> Exercise
Could you write out the listing again, starting at the line that contains "of the light" and ending at the end of the listing, with "light hardwood floor" replaced by "pale wooden floor" and nothing else changed?

> Recorded data
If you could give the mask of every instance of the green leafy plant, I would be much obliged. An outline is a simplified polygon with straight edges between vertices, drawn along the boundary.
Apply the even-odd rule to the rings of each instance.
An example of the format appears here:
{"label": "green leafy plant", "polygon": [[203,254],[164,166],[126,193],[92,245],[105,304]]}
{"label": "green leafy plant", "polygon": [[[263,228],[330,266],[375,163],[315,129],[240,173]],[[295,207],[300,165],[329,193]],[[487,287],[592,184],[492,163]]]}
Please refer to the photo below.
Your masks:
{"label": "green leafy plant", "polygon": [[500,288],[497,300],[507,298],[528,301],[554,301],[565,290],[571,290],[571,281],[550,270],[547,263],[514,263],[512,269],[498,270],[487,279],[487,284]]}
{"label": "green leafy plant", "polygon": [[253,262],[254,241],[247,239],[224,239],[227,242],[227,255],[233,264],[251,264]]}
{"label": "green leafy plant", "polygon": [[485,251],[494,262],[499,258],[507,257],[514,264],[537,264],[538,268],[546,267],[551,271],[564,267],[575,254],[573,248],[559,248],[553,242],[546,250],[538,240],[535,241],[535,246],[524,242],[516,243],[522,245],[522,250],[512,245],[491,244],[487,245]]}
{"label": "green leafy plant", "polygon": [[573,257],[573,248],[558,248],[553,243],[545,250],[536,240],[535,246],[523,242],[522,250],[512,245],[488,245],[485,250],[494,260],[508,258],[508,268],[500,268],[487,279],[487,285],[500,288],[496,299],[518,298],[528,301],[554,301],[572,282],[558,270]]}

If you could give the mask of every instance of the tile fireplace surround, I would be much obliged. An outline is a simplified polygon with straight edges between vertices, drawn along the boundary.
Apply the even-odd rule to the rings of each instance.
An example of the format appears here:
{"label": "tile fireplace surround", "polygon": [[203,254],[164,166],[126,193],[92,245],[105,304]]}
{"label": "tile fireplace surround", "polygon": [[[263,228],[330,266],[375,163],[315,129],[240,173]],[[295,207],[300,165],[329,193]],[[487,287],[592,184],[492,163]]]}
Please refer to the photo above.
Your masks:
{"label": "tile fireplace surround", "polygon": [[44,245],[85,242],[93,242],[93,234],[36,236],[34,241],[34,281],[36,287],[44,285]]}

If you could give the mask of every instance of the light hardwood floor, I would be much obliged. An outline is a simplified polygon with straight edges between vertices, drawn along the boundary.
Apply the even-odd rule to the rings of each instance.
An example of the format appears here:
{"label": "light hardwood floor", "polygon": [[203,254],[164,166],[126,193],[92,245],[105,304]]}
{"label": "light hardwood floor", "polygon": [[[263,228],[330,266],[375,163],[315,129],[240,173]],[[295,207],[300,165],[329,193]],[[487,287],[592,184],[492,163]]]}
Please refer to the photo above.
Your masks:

> Answer in full
If you could give the mask of every instance of the pale wooden floor, I would be much obliged. An outline is a simplified polygon with straight edges between vertices, drawn along the boundary.
Apply the even-odd rule to the rings of each instance.
An example of the format appears here:
{"label": "pale wooden floor", "polygon": [[203,254],[164,166],[126,193],[92,245],[105,304]]}
{"label": "pale wooden floor", "polygon": [[[263,228],[330,266],[375,163],[315,129],[240,173]],[[295,207],[300,165],[329,193]],[[487,287],[592,184],[492,163]]]}
Please refer to the photo above.
Your masks:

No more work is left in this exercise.